> **Work order**: Gather, from the data below, each line in which the word "person" occurs.
⟨
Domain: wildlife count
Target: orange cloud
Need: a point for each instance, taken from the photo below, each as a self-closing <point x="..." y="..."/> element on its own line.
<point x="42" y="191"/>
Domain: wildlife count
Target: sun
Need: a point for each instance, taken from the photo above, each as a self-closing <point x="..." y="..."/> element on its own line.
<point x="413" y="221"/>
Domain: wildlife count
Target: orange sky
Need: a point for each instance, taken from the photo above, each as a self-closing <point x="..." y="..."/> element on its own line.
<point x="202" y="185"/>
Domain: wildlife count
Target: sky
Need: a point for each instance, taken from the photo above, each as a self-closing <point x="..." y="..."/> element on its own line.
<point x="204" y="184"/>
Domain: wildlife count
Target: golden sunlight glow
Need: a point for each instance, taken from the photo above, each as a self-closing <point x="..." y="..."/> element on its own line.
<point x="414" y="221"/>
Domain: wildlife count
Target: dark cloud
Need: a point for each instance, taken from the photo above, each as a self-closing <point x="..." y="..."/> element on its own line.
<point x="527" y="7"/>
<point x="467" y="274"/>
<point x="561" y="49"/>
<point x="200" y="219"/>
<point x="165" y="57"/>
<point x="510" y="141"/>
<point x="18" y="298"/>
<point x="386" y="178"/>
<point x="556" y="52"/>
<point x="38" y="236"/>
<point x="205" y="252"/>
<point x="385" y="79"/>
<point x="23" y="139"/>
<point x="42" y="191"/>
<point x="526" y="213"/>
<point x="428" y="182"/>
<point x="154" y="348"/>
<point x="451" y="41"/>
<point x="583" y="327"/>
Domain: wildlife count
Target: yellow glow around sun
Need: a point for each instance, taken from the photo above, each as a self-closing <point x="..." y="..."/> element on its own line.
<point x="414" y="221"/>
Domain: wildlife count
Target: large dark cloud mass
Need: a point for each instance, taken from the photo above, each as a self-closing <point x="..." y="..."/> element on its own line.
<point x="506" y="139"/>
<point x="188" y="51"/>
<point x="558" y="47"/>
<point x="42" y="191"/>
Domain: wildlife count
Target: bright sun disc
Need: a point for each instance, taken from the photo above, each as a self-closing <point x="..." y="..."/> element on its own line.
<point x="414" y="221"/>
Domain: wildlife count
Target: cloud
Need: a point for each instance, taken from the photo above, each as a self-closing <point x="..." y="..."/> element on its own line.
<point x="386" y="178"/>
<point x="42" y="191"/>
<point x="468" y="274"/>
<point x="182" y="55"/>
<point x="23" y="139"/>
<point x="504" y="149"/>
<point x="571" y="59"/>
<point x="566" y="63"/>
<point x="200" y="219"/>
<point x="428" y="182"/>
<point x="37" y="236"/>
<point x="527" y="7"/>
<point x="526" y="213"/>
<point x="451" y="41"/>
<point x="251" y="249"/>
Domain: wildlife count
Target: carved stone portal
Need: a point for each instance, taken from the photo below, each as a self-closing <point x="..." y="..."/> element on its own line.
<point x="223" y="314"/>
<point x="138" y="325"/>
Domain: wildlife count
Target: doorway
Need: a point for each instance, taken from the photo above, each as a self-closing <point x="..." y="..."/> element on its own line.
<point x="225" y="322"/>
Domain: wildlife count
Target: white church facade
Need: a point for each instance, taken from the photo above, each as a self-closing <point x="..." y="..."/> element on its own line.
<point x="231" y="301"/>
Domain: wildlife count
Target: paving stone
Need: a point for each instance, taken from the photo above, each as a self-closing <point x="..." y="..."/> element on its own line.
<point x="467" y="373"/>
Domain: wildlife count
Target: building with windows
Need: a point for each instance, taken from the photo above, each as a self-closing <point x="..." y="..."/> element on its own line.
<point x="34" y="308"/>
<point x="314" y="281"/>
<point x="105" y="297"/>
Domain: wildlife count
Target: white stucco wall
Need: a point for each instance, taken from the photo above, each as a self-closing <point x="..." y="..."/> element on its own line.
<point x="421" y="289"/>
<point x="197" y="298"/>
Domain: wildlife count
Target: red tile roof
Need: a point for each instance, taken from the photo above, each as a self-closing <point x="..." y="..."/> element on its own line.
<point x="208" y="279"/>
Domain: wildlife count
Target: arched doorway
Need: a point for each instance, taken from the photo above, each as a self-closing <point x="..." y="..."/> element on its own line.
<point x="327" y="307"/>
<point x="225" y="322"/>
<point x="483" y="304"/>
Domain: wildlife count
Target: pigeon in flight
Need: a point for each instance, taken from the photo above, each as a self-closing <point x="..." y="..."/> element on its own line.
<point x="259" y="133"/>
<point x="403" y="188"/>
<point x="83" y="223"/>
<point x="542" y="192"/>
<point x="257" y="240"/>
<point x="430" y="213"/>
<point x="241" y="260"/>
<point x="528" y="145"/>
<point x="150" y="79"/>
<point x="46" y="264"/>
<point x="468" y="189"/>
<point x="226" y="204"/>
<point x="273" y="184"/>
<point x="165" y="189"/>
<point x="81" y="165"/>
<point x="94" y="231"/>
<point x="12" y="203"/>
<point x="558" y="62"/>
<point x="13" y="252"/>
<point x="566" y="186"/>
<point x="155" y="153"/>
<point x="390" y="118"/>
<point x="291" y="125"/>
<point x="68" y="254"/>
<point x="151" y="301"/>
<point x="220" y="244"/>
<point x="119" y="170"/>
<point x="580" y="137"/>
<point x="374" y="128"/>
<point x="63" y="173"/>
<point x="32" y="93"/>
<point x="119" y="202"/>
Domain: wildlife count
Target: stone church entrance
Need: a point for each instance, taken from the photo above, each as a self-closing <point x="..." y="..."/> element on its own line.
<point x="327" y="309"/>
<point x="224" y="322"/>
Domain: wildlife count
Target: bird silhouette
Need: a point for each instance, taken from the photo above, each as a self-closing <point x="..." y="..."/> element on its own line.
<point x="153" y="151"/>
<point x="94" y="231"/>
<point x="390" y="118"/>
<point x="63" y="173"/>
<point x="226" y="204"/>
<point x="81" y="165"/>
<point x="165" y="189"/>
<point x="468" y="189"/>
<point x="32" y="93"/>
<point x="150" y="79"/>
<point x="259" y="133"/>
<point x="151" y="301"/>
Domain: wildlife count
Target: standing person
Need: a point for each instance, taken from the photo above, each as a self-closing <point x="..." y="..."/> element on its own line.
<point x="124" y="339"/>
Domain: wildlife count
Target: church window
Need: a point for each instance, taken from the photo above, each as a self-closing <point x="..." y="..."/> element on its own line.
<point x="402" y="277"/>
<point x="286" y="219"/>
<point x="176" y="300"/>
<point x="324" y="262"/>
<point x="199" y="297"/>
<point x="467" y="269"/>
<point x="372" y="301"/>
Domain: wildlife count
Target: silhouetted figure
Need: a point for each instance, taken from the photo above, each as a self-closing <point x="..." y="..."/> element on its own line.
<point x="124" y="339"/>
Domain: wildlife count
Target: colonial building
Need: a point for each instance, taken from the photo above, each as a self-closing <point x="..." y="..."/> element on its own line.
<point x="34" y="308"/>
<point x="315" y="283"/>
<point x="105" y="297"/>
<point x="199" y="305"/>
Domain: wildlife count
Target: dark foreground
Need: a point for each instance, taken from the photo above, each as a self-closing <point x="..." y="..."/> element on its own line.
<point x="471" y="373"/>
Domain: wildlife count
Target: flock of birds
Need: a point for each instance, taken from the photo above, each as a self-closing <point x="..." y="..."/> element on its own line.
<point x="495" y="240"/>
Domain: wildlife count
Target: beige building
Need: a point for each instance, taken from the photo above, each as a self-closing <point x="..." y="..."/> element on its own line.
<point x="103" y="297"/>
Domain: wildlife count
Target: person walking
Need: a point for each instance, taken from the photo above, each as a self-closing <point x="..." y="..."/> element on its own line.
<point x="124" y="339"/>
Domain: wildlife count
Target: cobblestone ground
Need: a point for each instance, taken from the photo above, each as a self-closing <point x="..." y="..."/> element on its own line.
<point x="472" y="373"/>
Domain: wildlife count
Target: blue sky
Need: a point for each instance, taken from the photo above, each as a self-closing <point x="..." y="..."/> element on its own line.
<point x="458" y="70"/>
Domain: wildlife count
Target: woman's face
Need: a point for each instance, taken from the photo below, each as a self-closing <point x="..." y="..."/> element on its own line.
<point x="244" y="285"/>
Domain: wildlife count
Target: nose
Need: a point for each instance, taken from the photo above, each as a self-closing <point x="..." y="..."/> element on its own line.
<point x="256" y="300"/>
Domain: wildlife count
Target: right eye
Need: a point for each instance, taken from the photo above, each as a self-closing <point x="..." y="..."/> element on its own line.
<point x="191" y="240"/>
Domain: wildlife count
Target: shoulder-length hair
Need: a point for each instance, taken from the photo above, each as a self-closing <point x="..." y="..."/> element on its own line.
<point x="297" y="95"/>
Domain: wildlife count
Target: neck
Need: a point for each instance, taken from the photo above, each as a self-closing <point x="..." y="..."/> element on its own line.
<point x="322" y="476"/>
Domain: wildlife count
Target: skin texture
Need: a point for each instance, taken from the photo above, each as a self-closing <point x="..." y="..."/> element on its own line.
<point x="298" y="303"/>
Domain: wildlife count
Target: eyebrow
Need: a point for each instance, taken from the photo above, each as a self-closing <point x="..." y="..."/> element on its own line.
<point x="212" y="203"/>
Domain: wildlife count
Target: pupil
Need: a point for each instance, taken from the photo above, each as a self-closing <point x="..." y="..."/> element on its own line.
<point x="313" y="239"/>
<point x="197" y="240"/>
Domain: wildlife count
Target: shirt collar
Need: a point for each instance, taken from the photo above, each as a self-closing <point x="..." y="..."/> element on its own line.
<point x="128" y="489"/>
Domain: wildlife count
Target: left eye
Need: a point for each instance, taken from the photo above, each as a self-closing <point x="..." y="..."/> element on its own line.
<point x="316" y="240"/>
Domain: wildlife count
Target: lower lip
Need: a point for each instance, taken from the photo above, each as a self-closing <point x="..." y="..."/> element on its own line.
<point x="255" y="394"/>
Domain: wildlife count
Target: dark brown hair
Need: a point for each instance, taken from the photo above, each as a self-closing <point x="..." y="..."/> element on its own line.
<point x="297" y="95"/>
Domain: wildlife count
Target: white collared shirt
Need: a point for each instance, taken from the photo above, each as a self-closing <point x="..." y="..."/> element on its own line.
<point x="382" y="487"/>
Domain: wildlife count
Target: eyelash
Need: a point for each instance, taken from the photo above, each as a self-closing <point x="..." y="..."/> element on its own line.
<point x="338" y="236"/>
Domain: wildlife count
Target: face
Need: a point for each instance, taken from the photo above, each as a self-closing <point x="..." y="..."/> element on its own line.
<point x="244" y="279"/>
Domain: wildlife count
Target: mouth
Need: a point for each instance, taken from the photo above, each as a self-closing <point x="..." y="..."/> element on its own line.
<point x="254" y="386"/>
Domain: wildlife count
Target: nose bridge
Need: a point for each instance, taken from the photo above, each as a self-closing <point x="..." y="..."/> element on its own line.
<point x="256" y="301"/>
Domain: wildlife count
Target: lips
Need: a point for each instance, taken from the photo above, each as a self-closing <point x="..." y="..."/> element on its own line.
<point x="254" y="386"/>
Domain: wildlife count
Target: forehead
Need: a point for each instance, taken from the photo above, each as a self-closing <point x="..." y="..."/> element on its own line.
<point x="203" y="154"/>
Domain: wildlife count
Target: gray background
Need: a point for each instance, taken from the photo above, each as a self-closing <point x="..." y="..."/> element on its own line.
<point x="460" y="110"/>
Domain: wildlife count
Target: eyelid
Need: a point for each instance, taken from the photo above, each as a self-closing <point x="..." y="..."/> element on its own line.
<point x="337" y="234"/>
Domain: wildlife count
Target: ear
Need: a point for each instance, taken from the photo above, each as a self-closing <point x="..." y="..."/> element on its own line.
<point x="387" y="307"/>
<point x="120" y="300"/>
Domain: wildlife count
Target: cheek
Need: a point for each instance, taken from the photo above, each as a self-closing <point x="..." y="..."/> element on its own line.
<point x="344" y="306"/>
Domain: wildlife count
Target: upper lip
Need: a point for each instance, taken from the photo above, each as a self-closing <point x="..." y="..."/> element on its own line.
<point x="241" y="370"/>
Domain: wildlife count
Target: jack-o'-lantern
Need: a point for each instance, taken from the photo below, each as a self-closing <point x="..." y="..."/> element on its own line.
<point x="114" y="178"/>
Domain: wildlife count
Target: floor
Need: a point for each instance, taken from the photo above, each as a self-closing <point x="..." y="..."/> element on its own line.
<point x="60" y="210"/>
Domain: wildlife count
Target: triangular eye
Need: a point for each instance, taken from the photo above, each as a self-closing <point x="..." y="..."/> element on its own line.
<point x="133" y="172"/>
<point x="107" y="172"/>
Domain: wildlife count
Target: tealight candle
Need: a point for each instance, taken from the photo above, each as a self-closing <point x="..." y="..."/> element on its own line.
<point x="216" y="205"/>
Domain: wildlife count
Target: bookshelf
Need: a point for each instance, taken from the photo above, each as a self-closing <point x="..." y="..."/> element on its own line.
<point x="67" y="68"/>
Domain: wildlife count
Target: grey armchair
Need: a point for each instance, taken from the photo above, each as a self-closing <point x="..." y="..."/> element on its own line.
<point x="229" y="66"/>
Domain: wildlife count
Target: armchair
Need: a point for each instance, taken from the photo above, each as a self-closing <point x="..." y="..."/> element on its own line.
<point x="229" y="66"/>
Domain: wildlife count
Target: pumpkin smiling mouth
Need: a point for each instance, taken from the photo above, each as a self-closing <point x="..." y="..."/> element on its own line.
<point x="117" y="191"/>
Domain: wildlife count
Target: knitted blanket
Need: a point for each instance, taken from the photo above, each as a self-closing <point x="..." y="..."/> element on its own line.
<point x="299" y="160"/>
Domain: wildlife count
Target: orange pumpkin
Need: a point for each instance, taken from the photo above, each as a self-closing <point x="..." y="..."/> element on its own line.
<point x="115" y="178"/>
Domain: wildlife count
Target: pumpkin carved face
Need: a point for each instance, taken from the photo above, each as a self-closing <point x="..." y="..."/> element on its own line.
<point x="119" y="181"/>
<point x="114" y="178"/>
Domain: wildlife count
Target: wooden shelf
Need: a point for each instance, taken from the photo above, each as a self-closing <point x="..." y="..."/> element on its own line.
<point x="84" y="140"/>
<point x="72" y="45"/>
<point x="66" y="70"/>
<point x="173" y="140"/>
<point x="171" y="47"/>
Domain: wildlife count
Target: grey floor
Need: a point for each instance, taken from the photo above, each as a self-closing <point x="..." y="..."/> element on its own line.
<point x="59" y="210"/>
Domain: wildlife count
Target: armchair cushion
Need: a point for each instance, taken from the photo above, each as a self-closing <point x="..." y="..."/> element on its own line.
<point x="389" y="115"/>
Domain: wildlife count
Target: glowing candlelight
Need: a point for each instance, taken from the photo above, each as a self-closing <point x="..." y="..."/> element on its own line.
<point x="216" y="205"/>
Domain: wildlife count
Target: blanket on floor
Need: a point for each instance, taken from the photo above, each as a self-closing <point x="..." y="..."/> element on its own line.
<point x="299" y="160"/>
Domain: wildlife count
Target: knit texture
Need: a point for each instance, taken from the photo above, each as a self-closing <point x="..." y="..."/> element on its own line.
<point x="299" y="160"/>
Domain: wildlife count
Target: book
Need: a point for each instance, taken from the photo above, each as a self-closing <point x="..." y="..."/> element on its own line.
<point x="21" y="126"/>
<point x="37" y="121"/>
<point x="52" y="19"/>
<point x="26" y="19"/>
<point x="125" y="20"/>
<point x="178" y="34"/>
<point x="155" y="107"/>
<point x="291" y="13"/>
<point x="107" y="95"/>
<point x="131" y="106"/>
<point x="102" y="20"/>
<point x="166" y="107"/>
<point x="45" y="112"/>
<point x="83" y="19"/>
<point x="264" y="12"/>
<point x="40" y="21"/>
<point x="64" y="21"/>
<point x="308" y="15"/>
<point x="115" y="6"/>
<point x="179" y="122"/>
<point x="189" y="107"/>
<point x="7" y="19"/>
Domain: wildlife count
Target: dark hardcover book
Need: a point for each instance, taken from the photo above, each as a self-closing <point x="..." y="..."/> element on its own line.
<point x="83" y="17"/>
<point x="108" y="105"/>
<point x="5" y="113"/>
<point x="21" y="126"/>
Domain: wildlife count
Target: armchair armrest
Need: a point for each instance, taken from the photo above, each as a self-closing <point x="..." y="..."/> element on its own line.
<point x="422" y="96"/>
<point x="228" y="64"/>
⟩
> **Output of the task**:
Target: standing person
Target: person walking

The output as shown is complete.